-------- Text section

In order to maximize results when wading, an angler must wear the proper clothing, carry functional tools, and utilize an intelligent plan. Some parts of the setup demand uniformity, while individual preferences profoundly affect other elements. Selecting and wearing the proper clothing provides the first step in designing an effective wading system.
When wading in water warm enough to tolerate without waders, an angler still needs garments which provide protection from the sun and from potentially harmful creatures. The outfit starts with nylon shirts and pants designed specifically for fishing.
The long-sleeved nylon shirt should have pockets on the front. A wet wader should always wear long pants for protection against abundant jellyfish, which usually provide a nuisance in warm water. Long, nylon wading pants provide adequate protection from the stinging tentacles; shorts and swimsuits do not. Wading anglers should also wear other items of clothing at all times.
Atop a wader's head should rest some type of hat. At the least, the cap should have a long brim on the front to help shield the eyes from the sun. Anglers walking around in the water should carry polarized sunglasses to provide further protection for the eyes. I wear my hat and carry my shades in my pocket even when entering the water at the crack of dawn, so I won't have to return to the boat once I need them.
I always plan for some catching when I start fishing and don't want to set up a situation where I need to leave biting fish to get my shades or hat. This habit hints at a more wide-reaching rule--a wading angler should always carry all necessary equipment when walking away from the boat (or other vehicle, if entering the water from shore).
The hat protects the head, the sunglasses shield the eyes, the shirt covers the upper torso and arms, the pants keep critters from stinging the legs, but perhaps more importantly, the boots and ray-guards protect the feet and lower legs from potentially harmful encounters with stingrays.
Ideally, a boot made of tough material worn in conjunction with shin-guards which extend eighteen inches or more up toward the knee provide a barrier which the spike on a ray's tail cannot penetrate. Simms makes some excellent, ankle-high, stingray-proof boots, and ForEverlast makes the best stingray guards I've found. Other products exist which provide maximum protection against strikes from stingrays, too. All wading anglers should wear some type of stingray protection every time they enter the water.
A few further comments on the critical clothing component protecting the feet--boots must fit comfortably not only in the shoe store, but also in the water. Even when wet wading, I always wear a boot at least one size larger than my normal shoe size, so the added pressure of the water won't squeeze my feet and toes uncomfortably.

----------------

**Requirement 1:**
In the wading passage, how much larger than normal shoe size does the writer wear boots when wet wading?
**Requirement 2:**
Name every item of clothing or gear in the wading passage's sentence that begins "The hat protects the head".
**Requirement 3:**
Repeat the wading passage from "Atop a wader's" to "water from shore).".
The records have nothing to do with the wading passage.

-------- Entries provided

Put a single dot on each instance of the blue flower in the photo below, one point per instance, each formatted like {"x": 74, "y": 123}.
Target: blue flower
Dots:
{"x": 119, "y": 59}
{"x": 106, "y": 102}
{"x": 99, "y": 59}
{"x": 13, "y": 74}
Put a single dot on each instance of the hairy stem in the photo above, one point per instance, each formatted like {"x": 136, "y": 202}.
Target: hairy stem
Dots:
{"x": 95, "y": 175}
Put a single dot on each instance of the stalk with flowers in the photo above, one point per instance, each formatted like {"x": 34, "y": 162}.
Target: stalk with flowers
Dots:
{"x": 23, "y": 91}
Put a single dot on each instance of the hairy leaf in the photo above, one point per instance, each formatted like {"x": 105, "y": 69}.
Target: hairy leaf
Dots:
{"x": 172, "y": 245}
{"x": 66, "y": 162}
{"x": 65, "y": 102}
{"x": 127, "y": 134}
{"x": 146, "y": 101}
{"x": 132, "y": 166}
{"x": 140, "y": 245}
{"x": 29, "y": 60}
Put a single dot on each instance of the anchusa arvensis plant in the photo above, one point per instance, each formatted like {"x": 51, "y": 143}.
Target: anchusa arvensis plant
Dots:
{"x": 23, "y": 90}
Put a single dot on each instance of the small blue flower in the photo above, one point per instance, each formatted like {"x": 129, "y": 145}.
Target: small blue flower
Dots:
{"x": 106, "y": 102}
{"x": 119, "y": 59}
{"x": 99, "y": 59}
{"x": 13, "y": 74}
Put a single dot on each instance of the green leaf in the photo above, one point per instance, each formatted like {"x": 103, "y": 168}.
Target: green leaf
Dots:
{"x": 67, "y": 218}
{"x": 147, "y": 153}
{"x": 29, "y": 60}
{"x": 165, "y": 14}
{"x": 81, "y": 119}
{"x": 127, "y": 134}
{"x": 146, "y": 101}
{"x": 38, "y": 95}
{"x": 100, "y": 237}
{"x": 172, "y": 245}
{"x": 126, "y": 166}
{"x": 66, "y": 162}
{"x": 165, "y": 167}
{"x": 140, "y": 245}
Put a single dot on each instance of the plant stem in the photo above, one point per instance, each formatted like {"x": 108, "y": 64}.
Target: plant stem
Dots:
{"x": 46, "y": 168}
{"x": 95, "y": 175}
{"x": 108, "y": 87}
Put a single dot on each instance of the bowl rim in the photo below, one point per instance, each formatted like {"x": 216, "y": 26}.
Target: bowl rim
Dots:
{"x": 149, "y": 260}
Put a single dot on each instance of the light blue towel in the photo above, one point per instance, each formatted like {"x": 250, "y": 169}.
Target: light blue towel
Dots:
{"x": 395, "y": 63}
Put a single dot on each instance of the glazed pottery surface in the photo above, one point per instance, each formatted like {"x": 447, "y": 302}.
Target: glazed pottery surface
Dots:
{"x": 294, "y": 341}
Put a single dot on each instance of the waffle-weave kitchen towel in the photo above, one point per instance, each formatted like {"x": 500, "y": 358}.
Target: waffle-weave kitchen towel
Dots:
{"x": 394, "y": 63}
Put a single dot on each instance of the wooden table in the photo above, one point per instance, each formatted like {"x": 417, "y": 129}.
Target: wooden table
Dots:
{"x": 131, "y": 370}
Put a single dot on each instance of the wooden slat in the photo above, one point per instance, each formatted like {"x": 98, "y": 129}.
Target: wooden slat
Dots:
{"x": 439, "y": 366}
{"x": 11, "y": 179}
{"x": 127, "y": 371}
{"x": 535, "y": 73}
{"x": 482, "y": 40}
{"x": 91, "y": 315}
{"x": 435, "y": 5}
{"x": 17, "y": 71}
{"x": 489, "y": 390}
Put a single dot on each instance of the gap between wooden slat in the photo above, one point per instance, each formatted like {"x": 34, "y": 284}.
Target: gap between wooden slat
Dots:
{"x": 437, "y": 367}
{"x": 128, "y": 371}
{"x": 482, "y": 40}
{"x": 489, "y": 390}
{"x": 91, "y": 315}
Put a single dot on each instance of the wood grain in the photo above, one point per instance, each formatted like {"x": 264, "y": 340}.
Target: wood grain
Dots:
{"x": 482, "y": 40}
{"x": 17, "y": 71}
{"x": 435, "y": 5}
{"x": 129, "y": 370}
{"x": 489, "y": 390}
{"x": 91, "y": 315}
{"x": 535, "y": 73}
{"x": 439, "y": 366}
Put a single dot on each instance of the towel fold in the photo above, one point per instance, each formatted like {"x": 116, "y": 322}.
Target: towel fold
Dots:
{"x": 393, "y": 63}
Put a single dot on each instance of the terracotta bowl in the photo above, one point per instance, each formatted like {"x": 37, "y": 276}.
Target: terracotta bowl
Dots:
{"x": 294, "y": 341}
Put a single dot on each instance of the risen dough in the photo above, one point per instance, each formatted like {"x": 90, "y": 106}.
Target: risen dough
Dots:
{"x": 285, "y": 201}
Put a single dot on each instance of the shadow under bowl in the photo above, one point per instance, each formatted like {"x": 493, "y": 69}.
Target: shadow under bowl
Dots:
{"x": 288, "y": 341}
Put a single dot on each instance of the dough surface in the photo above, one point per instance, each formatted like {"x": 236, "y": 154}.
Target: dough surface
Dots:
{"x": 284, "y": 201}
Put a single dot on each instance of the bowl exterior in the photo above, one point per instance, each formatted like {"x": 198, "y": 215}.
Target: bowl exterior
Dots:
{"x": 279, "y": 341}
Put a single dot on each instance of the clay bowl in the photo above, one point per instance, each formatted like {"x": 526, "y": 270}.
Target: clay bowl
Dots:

----------------

**Expected output 1:**
At least one size larger.

**Expected output 2:**
Hat, sunglasses, shirt, pants, boots, ray-guards

**Expected output 3:**
Atop a wader's head should rest some type of hat. At the least, the cap should have a long brim on the front to help shield the eyes from the sun. Anglers walking around in the water should carry polarized sunglasses to provide further protection for the eyes. I wear my hat and carry my shades in my pocket even when entering the water at the crack of dawn, so I won't have to return to the boat once I need them.
I always plan for some catching when I start fishing and don't want to set up a situation where I need to leave biting fish to get my shades or hat. This habit hints at a more wide-reaching rule--a wading angler should always carry all necessary equipment when walking away from the boat (or other vehicle, if entering the water from shore).